━━ Given records ━━

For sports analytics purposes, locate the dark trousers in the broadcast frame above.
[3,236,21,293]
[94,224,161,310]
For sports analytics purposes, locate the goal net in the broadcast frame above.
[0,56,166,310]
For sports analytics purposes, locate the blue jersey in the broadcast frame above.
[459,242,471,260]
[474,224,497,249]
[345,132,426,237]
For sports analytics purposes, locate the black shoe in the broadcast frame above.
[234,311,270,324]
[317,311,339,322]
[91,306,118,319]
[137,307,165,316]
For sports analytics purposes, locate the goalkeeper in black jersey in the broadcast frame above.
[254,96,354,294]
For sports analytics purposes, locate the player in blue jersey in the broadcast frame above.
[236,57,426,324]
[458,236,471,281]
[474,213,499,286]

━━━
━━ Given records ━━

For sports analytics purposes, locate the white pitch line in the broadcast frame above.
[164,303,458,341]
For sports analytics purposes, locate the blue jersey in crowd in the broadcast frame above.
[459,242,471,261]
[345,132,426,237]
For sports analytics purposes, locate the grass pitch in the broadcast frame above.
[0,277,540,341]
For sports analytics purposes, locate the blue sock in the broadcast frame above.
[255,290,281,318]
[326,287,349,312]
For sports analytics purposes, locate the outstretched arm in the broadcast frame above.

━━━

* _Stated task_: Print the lines from the line with "For sports analytics purposes, locate the dark" to the line with "[474,213,499,286]", exactly as they appear above, including both of those lines.

* _Exercise response_:
For sports analytics purposes, locate the dark trousers in the broadcast frame above.
[3,236,21,293]
[94,224,161,310]
For sports analytics purposes, locate the goal net in the broadcast frame above.
[0,56,166,310]
For sports analytics purposes, locate the blue jersey in the broadcast frame above.
[459,242,471,260]
[474,224,497,249]
[345,132,426,237]
For sports analytics purposes, locate the black shoe in the broadcast frame above.
[234,311,270,324]
[317,311,339,322]
[91,306,118,319]
[137,307,165,316]
For sports analytics purposes, locate the goalkeeper in black jersey in the broadcast frame above.
[254,96,354,294]
For sports analytics purposes, locate the player in blue jersey in the broadcast frame above.
[236,57,426,324]
[458,236,471,281]
[474,213,499,286]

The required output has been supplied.